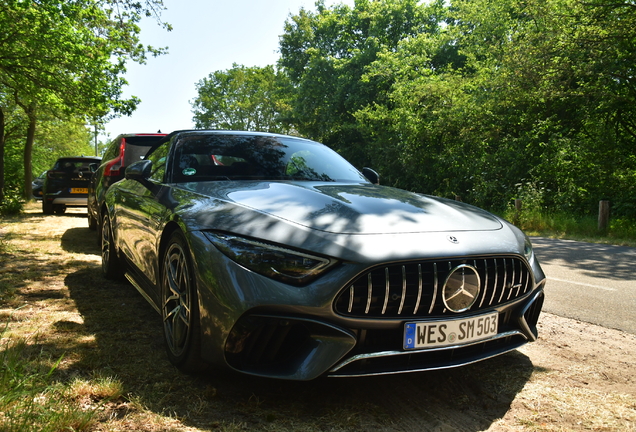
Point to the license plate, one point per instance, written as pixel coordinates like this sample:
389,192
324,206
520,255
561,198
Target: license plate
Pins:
433,334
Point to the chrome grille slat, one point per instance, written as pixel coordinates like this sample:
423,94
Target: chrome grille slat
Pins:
483,296
386,291
412,290
370,293
403,290
434,288
492,298
351,297
512,284
505,281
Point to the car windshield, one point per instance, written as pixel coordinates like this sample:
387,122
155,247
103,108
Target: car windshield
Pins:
244,157
73,165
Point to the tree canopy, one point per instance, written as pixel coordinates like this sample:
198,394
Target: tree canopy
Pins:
66,58
483,99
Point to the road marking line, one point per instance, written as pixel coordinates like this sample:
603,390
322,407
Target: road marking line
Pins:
581,283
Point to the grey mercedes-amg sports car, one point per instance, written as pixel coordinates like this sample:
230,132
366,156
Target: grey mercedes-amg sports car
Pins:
273,256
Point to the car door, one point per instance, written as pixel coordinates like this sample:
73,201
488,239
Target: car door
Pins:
139,217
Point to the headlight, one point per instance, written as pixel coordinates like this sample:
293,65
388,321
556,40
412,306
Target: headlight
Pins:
527,250
278,263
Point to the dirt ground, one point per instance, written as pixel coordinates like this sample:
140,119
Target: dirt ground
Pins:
577,376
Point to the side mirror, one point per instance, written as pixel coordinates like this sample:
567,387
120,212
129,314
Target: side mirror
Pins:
139,171
371,175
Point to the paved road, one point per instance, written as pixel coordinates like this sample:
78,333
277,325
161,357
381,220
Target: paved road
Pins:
590,282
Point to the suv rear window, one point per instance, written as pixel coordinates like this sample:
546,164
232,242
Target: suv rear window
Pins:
137,147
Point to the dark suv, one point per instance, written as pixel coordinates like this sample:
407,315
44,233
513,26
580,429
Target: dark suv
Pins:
66,184
121,152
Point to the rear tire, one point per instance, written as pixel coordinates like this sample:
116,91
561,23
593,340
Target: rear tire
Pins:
111,265
180,307
47,208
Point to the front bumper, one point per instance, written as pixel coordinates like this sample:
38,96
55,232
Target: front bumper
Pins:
258,326
299,348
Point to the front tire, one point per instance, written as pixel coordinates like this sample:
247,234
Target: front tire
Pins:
111,265
179,306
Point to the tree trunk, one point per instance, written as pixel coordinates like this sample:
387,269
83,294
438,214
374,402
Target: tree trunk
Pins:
28,153
1,156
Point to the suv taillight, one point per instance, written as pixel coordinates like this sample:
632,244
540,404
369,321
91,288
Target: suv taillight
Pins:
113,167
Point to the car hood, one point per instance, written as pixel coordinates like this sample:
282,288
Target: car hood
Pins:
344,208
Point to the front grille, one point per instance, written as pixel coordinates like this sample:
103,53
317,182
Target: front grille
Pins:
411,290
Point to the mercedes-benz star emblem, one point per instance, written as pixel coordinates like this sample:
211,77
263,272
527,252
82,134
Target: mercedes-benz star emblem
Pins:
461,288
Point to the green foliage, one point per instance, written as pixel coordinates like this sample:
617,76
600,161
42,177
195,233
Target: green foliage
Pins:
242,98
65,59
474,97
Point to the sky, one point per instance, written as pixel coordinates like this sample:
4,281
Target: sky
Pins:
207,36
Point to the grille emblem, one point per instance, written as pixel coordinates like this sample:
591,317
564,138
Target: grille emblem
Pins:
461,288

### [WHAT YOU NEED TO DO]
Rewrite the lines of the data as a numbered list, from the line that contains "Point to the green" through the end of the data, both included, and leave out any blank lines.

### [TASK RESULT]
1. Point to the green foliage, one point per instance, written as pixel coordinates like this sample:
2. 617,76
3. 600,161
4. 42,177
5. 195,233
6. Target: green foliage
7. Pins:
8. 242,98
9. 65,59
10. 474,97
11. Point to the sky, one point per instance, written as pixel coordinates like this sample:
12. 4,281
13. Target: sky
14. Pins:
15. 207,36
16. Point to the grille emblem, one point per instance, written as pixel coordinates like this sample:
17. 591,317
18. 564,138
19. Target: grille emblem
20. Pins:
21. 461,288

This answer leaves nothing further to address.